Scuttlebutt and bad news have the tendency to travel faster than good news or the real facts. That’s human nature and nowhere is it truer than around the docks, where all anglers become possessive about their favorite quarry. When something changes for striped bass, New England’s premier sport fish, and that change is perceived to be bad news, you can be sure the sky will soon be predicted to fall.
As this is being written, there is a sense that “the sky is falling.” Stripers are anadromous fish, meaning they breed in fresh water and live most of their mature lives in salt water. The fish we see around the Cape and Islands spawn in the Chesapeake Bay, and to a much lesser extent in the Hudson River, and migrate up the coast to Maine and beyond. At one time there may have been small local populations that bred in New England rivers, but industrial development extirpated virtually all of those stocks. Stripers can live to thirty years; the largest on record was a 125-pound female caught off North Carolina in 1891. On the Island, the largest fish entered in the Martha’s Vineyard Striped Bass and Bluefish Derby was a sixty-pound lunker caught by Dick Hathaway in 1978, though there is anecdotal evidence of larger fish that were not entered.

[Records from a data collection]
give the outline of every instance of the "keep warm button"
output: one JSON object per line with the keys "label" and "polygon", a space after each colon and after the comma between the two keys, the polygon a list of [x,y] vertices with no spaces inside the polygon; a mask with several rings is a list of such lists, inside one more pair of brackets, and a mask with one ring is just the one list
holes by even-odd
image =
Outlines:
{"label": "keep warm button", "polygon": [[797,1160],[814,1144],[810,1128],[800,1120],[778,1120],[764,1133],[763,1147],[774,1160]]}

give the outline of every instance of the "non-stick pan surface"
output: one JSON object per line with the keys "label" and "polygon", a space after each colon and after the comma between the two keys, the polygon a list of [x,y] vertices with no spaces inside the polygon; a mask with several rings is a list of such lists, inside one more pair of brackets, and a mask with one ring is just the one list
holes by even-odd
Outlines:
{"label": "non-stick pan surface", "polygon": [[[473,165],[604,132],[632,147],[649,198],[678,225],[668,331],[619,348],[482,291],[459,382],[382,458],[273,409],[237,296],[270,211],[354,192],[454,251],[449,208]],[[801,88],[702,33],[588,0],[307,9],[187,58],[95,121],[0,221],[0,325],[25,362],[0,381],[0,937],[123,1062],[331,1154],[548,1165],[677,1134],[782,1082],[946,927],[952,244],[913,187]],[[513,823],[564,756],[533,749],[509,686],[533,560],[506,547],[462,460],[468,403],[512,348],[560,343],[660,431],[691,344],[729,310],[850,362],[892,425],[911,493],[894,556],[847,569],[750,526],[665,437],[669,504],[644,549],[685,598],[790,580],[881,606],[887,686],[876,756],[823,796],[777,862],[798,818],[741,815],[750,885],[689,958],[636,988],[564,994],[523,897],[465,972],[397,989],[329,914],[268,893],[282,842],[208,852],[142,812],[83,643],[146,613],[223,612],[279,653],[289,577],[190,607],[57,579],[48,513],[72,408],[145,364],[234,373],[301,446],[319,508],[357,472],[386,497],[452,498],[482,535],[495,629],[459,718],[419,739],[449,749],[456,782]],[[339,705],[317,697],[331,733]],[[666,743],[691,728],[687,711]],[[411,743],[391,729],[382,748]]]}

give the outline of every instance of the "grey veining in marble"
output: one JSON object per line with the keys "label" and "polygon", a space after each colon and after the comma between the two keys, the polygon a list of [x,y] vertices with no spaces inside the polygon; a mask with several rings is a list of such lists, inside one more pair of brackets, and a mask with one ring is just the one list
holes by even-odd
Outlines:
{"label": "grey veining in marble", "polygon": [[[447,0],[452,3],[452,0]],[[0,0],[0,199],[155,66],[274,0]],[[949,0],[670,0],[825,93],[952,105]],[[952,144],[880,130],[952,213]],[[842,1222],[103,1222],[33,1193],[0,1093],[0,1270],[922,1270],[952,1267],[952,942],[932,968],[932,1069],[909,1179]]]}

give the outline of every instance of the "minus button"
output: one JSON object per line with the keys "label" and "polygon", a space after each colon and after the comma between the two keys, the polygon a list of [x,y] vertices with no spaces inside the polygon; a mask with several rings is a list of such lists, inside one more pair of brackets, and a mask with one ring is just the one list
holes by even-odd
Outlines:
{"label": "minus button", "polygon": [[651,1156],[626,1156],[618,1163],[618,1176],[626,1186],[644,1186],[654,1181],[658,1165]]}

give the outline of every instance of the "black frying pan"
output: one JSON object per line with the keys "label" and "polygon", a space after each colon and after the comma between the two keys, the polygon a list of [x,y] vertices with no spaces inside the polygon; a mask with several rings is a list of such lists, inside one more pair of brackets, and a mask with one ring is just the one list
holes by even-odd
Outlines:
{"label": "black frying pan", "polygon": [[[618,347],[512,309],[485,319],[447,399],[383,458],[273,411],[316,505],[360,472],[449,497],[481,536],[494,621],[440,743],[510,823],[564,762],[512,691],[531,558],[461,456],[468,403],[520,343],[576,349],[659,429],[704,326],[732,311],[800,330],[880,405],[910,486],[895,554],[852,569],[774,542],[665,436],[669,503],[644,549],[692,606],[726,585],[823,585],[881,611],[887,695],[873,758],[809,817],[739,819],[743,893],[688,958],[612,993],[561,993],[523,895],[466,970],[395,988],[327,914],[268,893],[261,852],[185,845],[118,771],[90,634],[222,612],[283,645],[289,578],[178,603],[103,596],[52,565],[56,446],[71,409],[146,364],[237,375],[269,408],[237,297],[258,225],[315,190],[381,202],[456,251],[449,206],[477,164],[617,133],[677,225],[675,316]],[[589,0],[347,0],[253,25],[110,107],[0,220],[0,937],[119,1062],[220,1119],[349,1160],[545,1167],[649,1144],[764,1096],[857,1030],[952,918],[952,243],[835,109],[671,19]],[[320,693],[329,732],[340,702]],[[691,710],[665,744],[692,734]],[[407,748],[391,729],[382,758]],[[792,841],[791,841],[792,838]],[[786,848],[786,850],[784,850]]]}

_CHALLENGES_
a. According to the striped bass passage, what was the largest striper on record?
b. From the striped bass passage, extract the part that opens with the words containing "Scuttlebutt and bad" and closes with "predicted to fall.".

_EXPECTED RESULTS_
a. It was a 125-pound female caught off North Carolina in 1891.

b.
Scuttlebutt and bad news have the tendency to travel faster than good news or the real facts. That’s human nature and nowhere is it truer than around the docks, where all anglers become possessive about their favorite quarry. When something changes for striped bass, New England’s premier sport fish, and that change is perceived to be bad news, you can be sure the sky will soon be predicted to fall.